Pictures should not appear in the copy; the records themselves must be written out exactly.

═══ Data ═══

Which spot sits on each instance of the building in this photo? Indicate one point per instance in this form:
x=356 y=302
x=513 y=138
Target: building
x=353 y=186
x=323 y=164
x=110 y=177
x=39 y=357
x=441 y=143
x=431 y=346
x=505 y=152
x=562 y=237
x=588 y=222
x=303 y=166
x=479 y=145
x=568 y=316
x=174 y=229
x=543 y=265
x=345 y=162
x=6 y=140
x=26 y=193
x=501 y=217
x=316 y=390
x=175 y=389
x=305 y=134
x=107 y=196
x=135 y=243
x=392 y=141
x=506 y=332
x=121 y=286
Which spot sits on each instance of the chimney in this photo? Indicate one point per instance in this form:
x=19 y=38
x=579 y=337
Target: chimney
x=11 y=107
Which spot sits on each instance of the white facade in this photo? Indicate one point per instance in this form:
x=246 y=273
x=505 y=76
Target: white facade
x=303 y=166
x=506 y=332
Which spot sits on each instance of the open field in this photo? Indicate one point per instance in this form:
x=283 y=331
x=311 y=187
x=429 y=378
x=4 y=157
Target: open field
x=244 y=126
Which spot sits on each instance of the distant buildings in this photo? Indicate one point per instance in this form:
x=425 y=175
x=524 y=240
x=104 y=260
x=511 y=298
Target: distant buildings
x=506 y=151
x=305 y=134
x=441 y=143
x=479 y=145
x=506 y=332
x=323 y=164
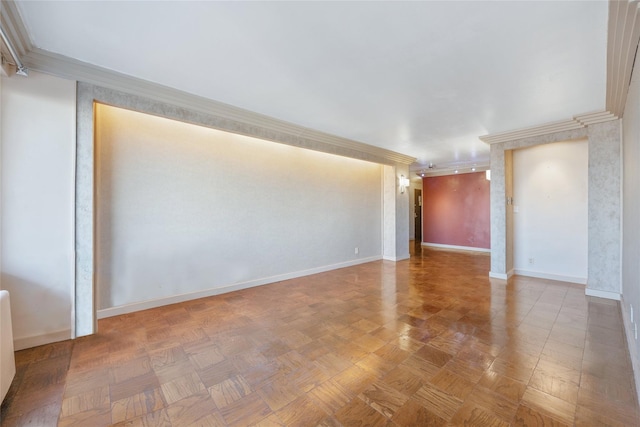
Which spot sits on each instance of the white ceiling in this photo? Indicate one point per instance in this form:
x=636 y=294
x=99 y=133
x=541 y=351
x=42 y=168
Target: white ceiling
x=424 y=79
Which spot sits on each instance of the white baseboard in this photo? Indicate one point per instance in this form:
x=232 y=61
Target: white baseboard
x=173 y=299
x=633 y=353
x=602 y=294
x=460 y=248
x=549 y=276
x=395 y=259
x=36 y=340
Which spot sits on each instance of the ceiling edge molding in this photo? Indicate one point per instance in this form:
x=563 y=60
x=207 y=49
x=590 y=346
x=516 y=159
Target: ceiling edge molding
x=622 y=42
x=14 y=27
x=577 y=122
x=59 y=65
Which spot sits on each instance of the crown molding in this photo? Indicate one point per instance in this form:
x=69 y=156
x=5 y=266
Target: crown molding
x=577 y=122
x=622 y=43
x=623 y=34
x=258 y=125
x=13 y=25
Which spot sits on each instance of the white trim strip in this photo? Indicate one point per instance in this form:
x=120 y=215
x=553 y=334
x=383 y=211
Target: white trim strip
x=633 y=352
x=36 y=340
x=174 y=299
x=395 y=259
x=602 y=294
x=549 y=276
x=460 y=248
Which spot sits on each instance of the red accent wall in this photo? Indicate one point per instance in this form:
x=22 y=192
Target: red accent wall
x=455 y=210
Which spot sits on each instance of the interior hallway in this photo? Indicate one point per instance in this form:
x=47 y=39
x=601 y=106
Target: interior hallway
x=427 y=341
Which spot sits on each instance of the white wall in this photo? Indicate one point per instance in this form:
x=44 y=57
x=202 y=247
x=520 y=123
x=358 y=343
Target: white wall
x=38 y=140
x=550 y=210
x=631 y=222
x=184 y=209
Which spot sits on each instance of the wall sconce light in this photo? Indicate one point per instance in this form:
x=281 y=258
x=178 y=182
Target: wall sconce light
x=404 y=183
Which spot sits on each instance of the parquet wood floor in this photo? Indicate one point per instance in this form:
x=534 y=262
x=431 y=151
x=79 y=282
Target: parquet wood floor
x=427 y=341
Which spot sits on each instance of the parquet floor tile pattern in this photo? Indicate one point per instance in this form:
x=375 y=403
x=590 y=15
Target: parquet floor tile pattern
x=426 y=341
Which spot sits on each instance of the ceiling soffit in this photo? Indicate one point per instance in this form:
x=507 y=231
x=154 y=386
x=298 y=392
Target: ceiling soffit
x=623 y=37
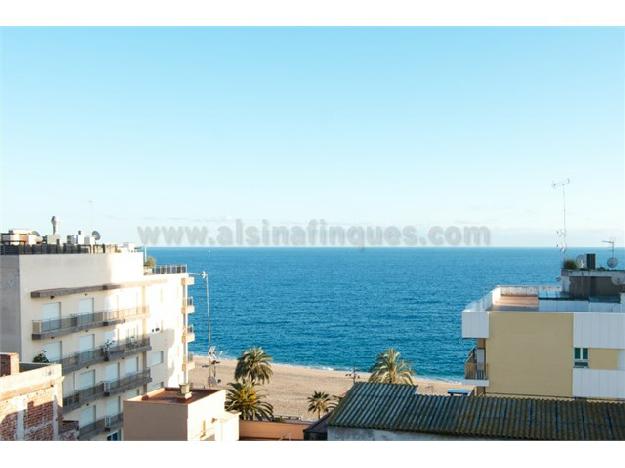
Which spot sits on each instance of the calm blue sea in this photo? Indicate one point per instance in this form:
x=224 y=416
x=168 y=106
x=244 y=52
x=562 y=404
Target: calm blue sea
x=337 y=308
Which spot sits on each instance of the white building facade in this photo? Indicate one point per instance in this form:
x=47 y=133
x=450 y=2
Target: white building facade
x=117 y=328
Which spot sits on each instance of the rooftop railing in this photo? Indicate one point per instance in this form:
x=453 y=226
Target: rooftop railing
x=166 y=270
x=102 y=389
x=39 y=249
x=63 y=326
x=127 y=347
x=486 y=302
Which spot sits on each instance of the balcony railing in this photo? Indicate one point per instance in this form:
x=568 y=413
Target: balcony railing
x=64 y=326
x=102 y=389
x=472 y=369
x=166 y=270
x=126 y=383
x=107 y=423
x=85 y=358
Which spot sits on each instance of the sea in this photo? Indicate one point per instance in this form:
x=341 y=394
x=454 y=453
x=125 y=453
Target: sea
x=337 y=308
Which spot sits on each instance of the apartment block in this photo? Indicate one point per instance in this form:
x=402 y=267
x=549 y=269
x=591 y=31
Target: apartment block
x=561 y=340
x=166 y=414
x=30 y=401
x=118 y=329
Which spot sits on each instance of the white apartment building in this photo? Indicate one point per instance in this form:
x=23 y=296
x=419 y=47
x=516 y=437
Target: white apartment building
x=118 y=329
x=563 y=340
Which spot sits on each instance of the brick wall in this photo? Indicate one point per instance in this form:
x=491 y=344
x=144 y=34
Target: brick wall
x=8 y=426
x=29 y=416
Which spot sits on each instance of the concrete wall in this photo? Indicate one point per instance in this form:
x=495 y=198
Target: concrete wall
x=530 y=353
x=154 y=421
x=10 y=326
x=202 y=419
x=268 y=430
x=603 y=358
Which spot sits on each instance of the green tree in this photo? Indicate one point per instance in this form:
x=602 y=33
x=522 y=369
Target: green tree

═══

## Solution to this task
Which spot sits on each instance of the building in this photo? Indicate one point per instance in this form:
x=356 y=302
x=513 y=138
Target: building
x=353 y=186
x=323 y=164
x=110 y=177
x=39 y=357
x=441 y=143
x=431 y=346
x=505 y=152
x=562 y=237
x=588 y=222
x=303 y=166
x=479 y=145
x=568 y=316
x=174 y=229
x=543 y=265
x=345 y=162
x=6 y=140
x=26 y=193
x=501 y=217
x=316 y=390
x=175 y=389
x=305 y=134
x=107 y=196
x=135 y=243
x=392 y=141
x=506 y=332
x=121 y=286
Which spot sits on each instance of the chimney in this photo? Indicate one point per instance in this form:
x=19 y=38
x=579 y=337
Target: chimney
x=11 y=107
Which spot sits on each instance of the white facade in this photo? Indicate one point per instance in this form:
x=246 y=273
x=505 y=76
Target: white facade
x=303 y=166
x=506 y=332
Which spot sits on each instance of the open field in this photo? Indicate one point per instance in this form:
x=283 y=331
x=311 y=187
x=429 y=378
x=4 y=157
Target: open field
x=244 y=126
Which spot sits on each instance of the distant buildings in this photo? Indicate one point per instance in this form:
x=425 y=175
x=524 y=240
x=104 y=260
x=511 y=298
Target: distant buildings
x=506 y=151
x=305 y=134
x=441 y=143
x=479 y=145
x=506 y=332
x=323 y=164
Which spot sits on each instance of the white ceiling in this photo? Indicate one point per instance in this form:
x=636 y=294
x=99 y=133
x=541 y=351
x=42 y=168
Target: white ceiling
x=424 y=79
Which spot sits on each instance of the white baseboard in this photo? Indicate one point per instance in this form:
x=232 y=61
Target: white baseboard
x=173 y=299
x=633 y=353
x=602 y=294
x=460 y=248
x=549 y=276
x=395 y=259
x=36 y=340
Which spot sits on each instance of the ceiling edge molding in this photo? Indicate one point per instance in this form:
x=563 y=60
x=207 y=49
x=590 y=346
x=516 y=159
Target: ceiling edge molding
x=622 y=42
x=14 y=27
x=577 y=122
x=59 y=65
Which spot sits on each instance of the crown molding in this photo? Indicate one point per instance in this form:
x=69 y=156
x=5 y=266
Target: crown molding
x=577 y=122
x=622 y=43
x=623 y=34
x=258 y=125
x=13 y=25
Which spot sits on each instance of the white trim strip in this photo? Indicate one point per instance in this form:
x=120 y=215
x=553 y=334
x=383 y=211
Target: white trim strip
x=633 y=352
x=36 y=340
x=174 y=299
x=395 y=259
x=602 y=294
x=549 y=276
x=460 y=248
Which spot sits on each instance of the red accent wall in this photo? Indicate one point per instance in this form:
x=22 y=192
Target: red accent wall
x=455 y=210
Which spot sits on each instance of the interior hallway in this photo? Indicate one point per instance in this form:
x=47 y=39
x=601 y=106
Target: interior hallway
x=427 y=341
Which spot sits on each instance of the white wall in this photo? Indicate one point per instance in this form:
x=44 y=57
x=202 y=247
x=520 y=123
x=358 y=343
Target: white wall
x=38 y=140
x=550 y=210
x=631 y=222
x=184 y=209
Which spot sits on each instance of the wall sconce light in this photo? Indicate one point per instance in this form:
x=281 y=258
x=178 y=182
Target: wall sconce light
x=404 y=183
Which spot sits on each instance of the parquet wood floor in this photo? Indicate one point per instance in this form:
x=534 y=262
x=431 y=151
x=79 y=282
Target: parquet wood floor
x=427 y=341
Which spot sits on each instance of the parquet floor tile pattern in this photo? Indicate one point per instance in this form:
x=375 y=403
x=590 y=15
Target: parquet floor tile pattern
x=426 y=341
Which spot sits on each instance of the ceiling soffit in this photo? Indicate one point per instance in this form:
x=507 y=231
x=154 y=386
x=298 y=392
Target: ceiling soffit
x=623 y=37
Which spot sits on each instance of the calm blue sea in this photo? Indicate one point per instance in this form:
x=224 y=416
x=168 y=106
x=244 y=52
x=562 y=404
Target: calm blue sea
x=337 y=308
Which spot sits on each instance of the white building facade in this photo? Indicate one point per instance in this form:
x=47 y=133
x=450 y=2
Target: white building facade
x=117 y=328
Which spot sits on each instance of the rooftop railing in this photo? Indicate one point per instance in this form:
x=453 y=226
Target: rooftop railing
x=166 y=270
x=102 y=389
x=39 y=249
x=63 y=326
x=127 y=347
x=486 y=302
Which spot sits on each instance of the balcony railing in this photo? Indicate one point per instance in this form:
x=568 y=413
Target: balcony railing
x=64 y=326
x=102 y=389
x=472 y=369
x=166 y=270
x=126 y=383
x=107 y=423
x=85 y=358
Which spot sits on each instance of the sea in this photo? Indicate one point per instance in this form:
x=341 y=394
x=454 y=453
x=125 y=453
Target: sea
x=337 y=308
Which spot sits on each instance of the apartment block in this photo? Indicate one point per instance in this form:
x=402 y=267
x=549 y=269
x=591 y=31
Target: apartment block
x=561 y=340
x=166 y=414
x=30 y=401
x=118 y=329
Which spot sits on each instance of the white apartment building in this photo? Indicate one point per instance in this form:
x=23 y=296
x=419 y=47
x=516 y=437
Target: white apartment building
x=118 y=329
x=563 y=340
Which spot sits on each instance of the brick wall in this photo? Indicate one point per instance in this form:
x=491 y=344
x=144 y=34
Target: brick wall
x=8 y=426
x=29 y=416
Which spot sits on each instance of the concrete wall in this photo? Indicate one point per instance in this form:
x=495 y=198
Target: concrete wall
x=530 y=353
x=154 y=421
x=10 y=326
x=202 y=419
x=268 y=430
x=603 y=358
Which spot sits on each instance of the green tree in this photo? Indicate one point per instance in this form:
x=602 y=33
x=522 y=369
Target: green tree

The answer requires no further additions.